■ What you need to do ■
**A.** In the whatsmeow reading notes, which file is named as the obvious entry point?
**B.** From the whatsmeow reading notes, write out the passage starting with "not the marketing" and going on through "stateful protocol machine.".

■ Passage to read ■
## BEGIN
*Reading whatsmeow source code

March 18, 2026

i opened the whatsmeow repo because i wanted to understand WhatsApp Web from the client side.

not the marketing version of "multi-device", and not the normal wrapper-level view where you call SendMessage and pretend the rest is magic i wanted to see the boring parts the socket, the login flow, the weird ids, the places where the code has to know about old and new WhatsApp behavior at the same time.

whatsmeow is a good project for that because it does not hide much it is a Go library, but if you read it in the right order, it starts looking less like a library and more like a map of the WhatsApp Web protocol.

so this post is basically my reading notes we will go through the files that made the most things click for me: the client, the Noise socket, binary nodes, pairing, sending, receiving, app state, and the store.

whatsmeow source code collage

start with the client

the obvious entry point is client.go

Client is not a tiny wrapper around an HTTP api it is a stateful protocol machine.

it has a websocket, a device store, event handlers, retry state, app state processors, media connection caches, group caches, device caches, message secret stores, reconnect logic, and a lot of small maps that exist because real messaging systems are messy.

the first useful signal is inside NewClient:

cli.nodeHandlers = map[string]nodeHandler{
  "message":      cli.handleEncryptedMessage,
  "appdata":      cli.handleEncryptedMessage,
  "receipt":      cli.handleReceipt,
  "call":         cli.handleCallEvent,
  "chatstate":    cli.handleChatState,
  "presence":     cli.handlePresence,
  "notification": cli.handleNotification,
  "success":      cli.handleConnectSuccess,
  "failure":      cli.handleConnectFailure,
  "stream:error": cli.handleStreamError,
  "iq":           cli.handleIQ,
  "ib":           cli.handleIB,
}

that map is basically a table of contents for WhatsApp Web

messages are not the only thing flowing through the socket, receipts, presence updates, typing state, app data, notifications, and iq queries all arrive as nodes. a WhatsApp client is less like "call an endpoint to send a message" and more like "stay connected to a stream of typed XML-ish events forever"
## END
■ Information supplied ■
## BEGIN
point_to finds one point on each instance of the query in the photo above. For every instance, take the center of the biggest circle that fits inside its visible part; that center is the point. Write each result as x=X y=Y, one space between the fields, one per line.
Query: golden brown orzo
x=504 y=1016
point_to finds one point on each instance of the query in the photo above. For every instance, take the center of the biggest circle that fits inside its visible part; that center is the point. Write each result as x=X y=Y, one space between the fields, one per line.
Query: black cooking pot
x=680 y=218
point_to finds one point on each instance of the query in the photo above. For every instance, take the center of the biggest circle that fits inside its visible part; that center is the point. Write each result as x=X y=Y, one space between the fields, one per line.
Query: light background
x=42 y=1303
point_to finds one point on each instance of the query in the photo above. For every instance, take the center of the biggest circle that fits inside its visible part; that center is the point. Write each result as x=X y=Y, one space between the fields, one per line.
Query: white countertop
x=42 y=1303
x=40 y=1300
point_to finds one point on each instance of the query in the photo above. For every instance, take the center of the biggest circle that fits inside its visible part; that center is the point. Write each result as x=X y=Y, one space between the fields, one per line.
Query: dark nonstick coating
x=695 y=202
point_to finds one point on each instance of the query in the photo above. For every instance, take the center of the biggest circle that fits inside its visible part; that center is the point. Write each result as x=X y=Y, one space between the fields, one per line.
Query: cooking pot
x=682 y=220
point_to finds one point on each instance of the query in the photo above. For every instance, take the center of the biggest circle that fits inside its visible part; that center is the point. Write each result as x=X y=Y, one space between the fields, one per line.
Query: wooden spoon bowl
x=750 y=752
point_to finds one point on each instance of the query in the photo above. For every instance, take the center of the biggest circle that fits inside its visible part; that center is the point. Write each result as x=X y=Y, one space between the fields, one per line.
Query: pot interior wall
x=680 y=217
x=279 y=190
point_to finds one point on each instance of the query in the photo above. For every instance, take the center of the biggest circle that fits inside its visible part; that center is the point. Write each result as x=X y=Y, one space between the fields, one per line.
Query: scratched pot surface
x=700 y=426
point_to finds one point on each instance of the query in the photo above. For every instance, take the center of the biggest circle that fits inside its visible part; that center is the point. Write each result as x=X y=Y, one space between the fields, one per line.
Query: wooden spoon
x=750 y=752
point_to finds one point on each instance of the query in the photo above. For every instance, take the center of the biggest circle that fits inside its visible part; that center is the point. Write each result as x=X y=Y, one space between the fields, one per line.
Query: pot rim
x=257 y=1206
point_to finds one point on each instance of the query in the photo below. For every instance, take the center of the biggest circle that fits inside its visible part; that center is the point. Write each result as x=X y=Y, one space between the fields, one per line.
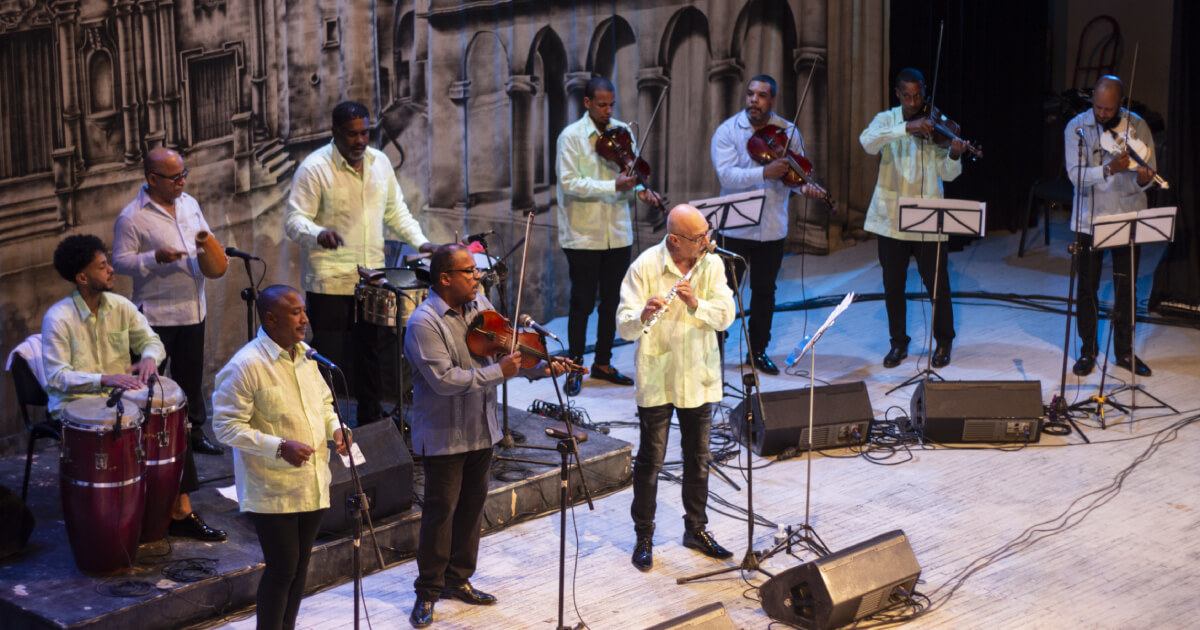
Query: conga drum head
x=94 y=414
x=168 y=396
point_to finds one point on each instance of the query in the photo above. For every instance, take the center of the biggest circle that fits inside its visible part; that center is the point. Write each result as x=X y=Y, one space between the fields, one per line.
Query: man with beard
x=342 y=197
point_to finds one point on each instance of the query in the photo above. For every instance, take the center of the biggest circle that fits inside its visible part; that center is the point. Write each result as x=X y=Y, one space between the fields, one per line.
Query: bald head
x=685 y=220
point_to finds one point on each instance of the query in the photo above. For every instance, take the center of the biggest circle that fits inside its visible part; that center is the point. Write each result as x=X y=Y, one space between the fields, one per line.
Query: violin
x=616 y=145
x=1120 y=139
x=945 y=130
x=491 y=334
x=769 y=144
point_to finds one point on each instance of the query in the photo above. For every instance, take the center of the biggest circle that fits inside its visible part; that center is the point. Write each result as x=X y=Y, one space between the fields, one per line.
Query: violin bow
x=525 y=257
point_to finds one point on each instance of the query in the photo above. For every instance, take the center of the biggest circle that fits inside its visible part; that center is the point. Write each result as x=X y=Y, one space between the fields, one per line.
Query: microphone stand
x=250 y=295
x=358 y=503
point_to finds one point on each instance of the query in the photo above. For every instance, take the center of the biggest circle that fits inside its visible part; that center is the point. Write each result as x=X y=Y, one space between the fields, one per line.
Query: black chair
x=1050 y=192
x=30 y=394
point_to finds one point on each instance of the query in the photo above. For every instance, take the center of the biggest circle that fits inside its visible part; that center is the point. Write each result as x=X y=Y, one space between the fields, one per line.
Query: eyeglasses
x=697 y=239
x=175 y=179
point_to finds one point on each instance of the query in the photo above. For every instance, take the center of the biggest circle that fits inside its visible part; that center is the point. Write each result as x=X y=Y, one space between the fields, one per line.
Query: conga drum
x=102 y=483
x=165 y=442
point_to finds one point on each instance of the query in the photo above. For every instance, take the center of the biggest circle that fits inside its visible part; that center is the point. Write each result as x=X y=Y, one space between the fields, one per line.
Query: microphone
x=311 y=354
x=527 y=322
x=238 y=253
x=114 y=397
x=725 y=253
x=479 y=237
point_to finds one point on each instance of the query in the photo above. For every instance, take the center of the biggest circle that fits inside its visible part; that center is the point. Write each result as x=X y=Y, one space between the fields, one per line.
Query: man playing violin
x=911 y=166
x=594 y=229
x=1105 y=185
x=678 y=371
x=761 y=245
x=454 y=429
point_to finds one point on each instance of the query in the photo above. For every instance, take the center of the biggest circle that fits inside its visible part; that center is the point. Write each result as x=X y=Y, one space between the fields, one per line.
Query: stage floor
x=1116 y=545
x=42 y=588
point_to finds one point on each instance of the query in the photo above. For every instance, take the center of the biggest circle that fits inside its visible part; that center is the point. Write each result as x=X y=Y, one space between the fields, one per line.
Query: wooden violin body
x=769 y=143
x=946 y=131
x=491 y=334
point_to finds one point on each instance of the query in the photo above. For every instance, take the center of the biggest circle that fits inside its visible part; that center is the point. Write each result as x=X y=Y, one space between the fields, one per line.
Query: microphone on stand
x=527 y=322
x=238 y=253
x=312 y=355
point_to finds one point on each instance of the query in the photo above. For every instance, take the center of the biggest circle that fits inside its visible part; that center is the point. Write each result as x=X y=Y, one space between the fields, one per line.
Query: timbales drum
x=102 y=483
x=165 y=442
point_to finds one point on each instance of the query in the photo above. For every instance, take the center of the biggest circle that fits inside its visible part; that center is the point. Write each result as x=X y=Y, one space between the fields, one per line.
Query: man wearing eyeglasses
x=454 y=429
x=343 y=196
x=154 y=243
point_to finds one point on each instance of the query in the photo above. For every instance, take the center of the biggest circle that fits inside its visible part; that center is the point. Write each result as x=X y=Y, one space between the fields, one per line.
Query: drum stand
x=358 y=504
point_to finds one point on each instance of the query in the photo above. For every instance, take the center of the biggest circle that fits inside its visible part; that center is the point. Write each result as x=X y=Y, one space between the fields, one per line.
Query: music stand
x=730 y=211
x=937 y=216
x=1127 y=229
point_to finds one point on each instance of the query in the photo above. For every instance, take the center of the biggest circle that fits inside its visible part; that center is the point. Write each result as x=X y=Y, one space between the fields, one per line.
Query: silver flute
x=675 y=292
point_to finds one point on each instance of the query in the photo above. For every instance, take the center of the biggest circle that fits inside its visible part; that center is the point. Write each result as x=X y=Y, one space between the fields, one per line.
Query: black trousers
x=448 y=546
x=765 y=258
x=695 y=425
x=594 y=271
x=287 y=543
x=894 y=256
x=354 y=346
x=1091 y=263
x=185 y=358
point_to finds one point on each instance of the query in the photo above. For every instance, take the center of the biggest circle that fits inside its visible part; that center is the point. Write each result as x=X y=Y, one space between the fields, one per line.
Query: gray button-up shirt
x=454 y=391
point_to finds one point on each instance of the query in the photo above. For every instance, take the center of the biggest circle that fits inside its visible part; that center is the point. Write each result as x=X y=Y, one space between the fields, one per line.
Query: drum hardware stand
x=250 y=295
x=358 y=502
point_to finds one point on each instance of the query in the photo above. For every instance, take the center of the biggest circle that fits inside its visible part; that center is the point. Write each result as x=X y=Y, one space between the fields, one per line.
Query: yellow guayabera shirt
x=677 y=360
x=328 y=193
x=909 y=167
x=79 y=347
x=592 y=214
x=262 y=397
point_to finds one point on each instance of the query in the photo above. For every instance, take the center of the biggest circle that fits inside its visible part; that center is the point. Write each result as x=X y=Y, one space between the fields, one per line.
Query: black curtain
x=1177 y=277
x=991 y=81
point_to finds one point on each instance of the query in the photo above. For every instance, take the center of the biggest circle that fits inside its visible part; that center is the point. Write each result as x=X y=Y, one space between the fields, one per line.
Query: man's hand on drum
x=343 y=442
x=297 y=453
x=144 y=370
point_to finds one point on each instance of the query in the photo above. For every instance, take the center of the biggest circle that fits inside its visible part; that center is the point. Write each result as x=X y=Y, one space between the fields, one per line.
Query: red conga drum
x=102 y=483
x=165 y=442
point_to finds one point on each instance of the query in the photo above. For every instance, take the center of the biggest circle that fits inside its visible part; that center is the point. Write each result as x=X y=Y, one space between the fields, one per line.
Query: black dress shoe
x=192 y=526
x=643 y=553
x=574 y=383
x=611 y=375
x=897 y=354
x=1084 y=365
x=703 y=543
x=1143 y=369
x=762 y=363
x=941 y=355
x=202 y=445
x=469 y=594
x=423 y=613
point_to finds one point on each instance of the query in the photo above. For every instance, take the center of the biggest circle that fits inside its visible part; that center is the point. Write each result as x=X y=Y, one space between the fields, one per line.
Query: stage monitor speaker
x=387 y=477
x=711 y=617
x=843 y=418
x=845 y=586
x=978 y=411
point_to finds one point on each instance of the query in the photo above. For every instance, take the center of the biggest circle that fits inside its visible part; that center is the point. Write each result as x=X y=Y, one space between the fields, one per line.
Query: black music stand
x=737 y=210
x=937 y=216
x=1127 y=229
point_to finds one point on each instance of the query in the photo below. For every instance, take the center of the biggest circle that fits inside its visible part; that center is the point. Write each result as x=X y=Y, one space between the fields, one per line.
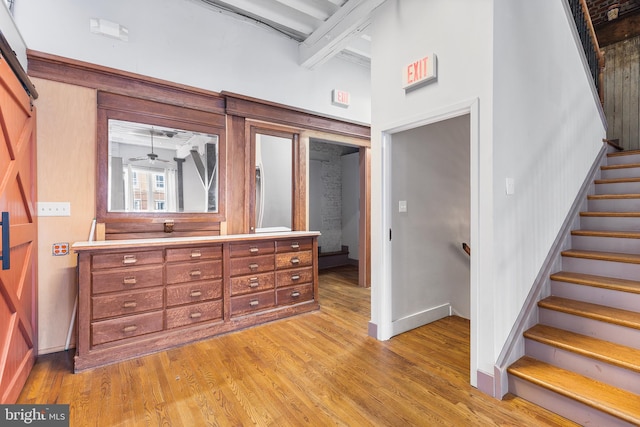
## END
■ Answers to the exercises ■
**A.** client.go

**B.**
not the marketing version of "multi-device", and not the normal wrapper-level view where you call SendMessage and pretend the rest is magic i wanted to see the boring parts the socket, the login flow, the weird ids, the places where the code has to know about old and new WhatsApp behavior at the same time.

whatsmeow is a good project for that because it does not hide much it is a Go library, but if you read it in the right order, it starts looking less like a library and more like a map of the WhatsApp Web protocol.

so this post is basically my reading notes we will go through the files that made the most things click for me: the client, the Noise socket, binary nodes, pairing, sending, receiving, app state, and the store.

whatsmeow source code collage

start with the client

the obvious entry point is client.go

Client is not a tiny wrapper around an HTTP api it is a stateful protocol machine.